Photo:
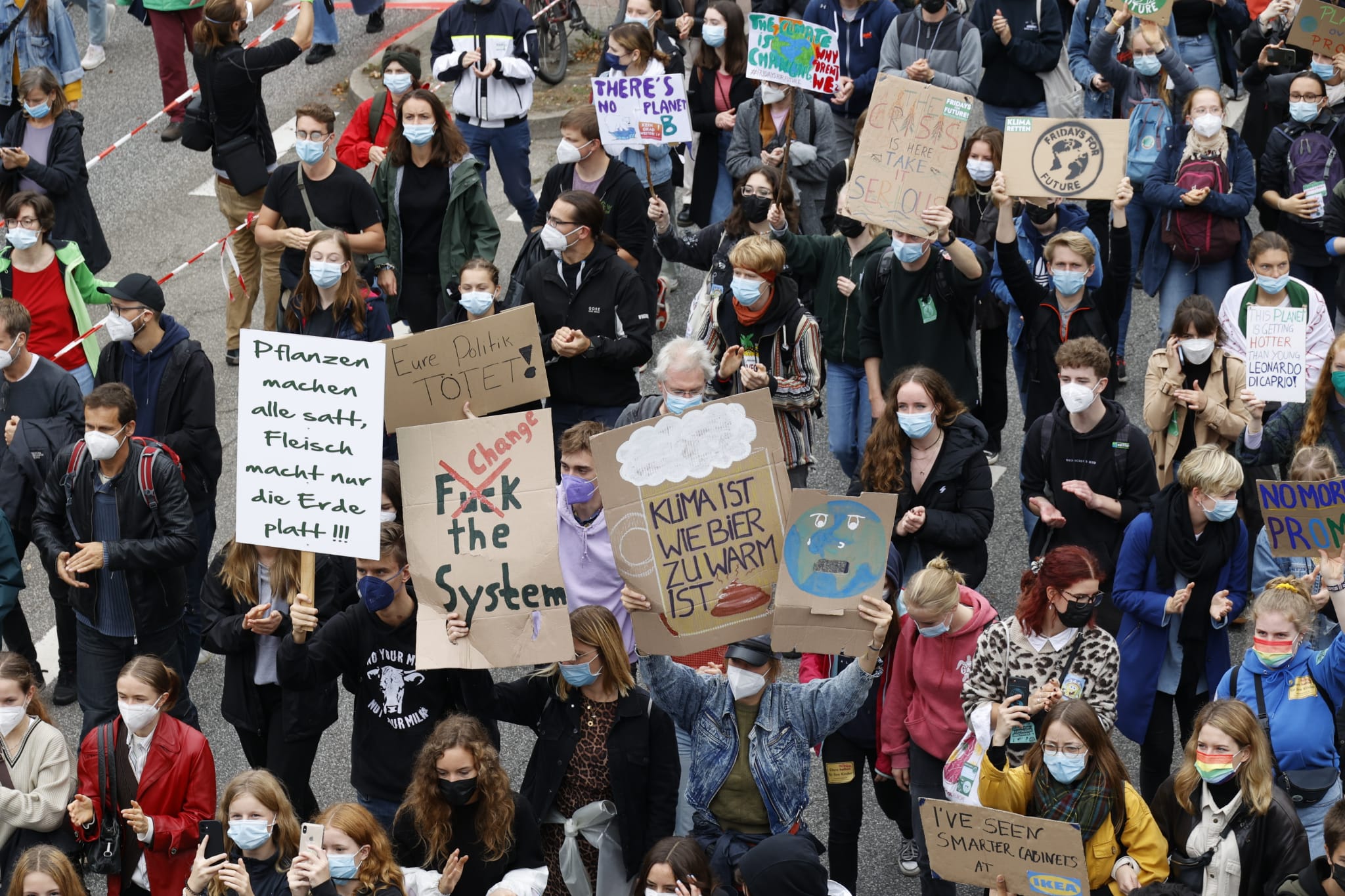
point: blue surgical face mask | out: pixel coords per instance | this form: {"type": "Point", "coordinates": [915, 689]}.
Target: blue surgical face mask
{"type": "Point", "coordinates": [1304, 112]}
{"type": "Point", "coordinates": [477, 303]}
{"type": "Point", "coordinates": [916, 425]}
{"type": "Point", "coordinates": [249, 833]}
{"type": "Point", "coordinates": [324, 273]}
{"type": "Point", "coordinates": [1271, 285]}
{"type": "Point", "coordinates": [342, 867]}
{"type": "Point", "coordinates": [908, 253]}
{"type": "Point", "coordinates": [678, 403]}
{"type": "Point", "coordinates": [418, 135]}
{"type": "Point", "coordinates": [397, 81]}
{"type": "Point", "coordinates": [748, 292]}
{"type": "Point", "coordinates": [1064, 769]}
{"type": "Point", "coordinates": [1147, 66]}
{"type": "Point", "coordinates": [310, 151]}
{"type": "Point", "coordinates": [1070, 281]}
◆ ◆ ◆
Task >> It would help to have the listing above repeated exactly, with all images removed.

Answer section >>
Photo:
point: blue surgical face mask | out: pixel coords per instance | this form: {"type": "Point", "coordinates": [915, 689]}.
Target: blue surgical face mask
{"type": "Point", "coordinates": [1304, 112]}
{"type": "Point", "coordinates": [477, 303]}
{"type": "Point", "coordinates": [916, 425]}
{"type": "Point", "coordinates": [249, 833]}
{"type": "Point", "coordinates": [324, 273]}
{"type": "Point", "coordinates": [1271, 285]}
{"type": "Point", "coordinates": [342, 867]}
{"type": "Point", "coordinates": [908, 253]}
{"type": "Point", "coordinates": [678, 403]}
{"type": "Point", "coordinates": [418, 135]}
{"type": "Point", "coordinates": [397, 81]}
{"type": "Point", "coordinates": [748, 292]}
{"type": "Point", "coordinates": [1064, 769]}
{"type": "Point", "coordinates": [1147, 66]}
{"type": "Point", "coordinates": [310, 151]}
{"type": "Point", "coordinates": [1070, 281]}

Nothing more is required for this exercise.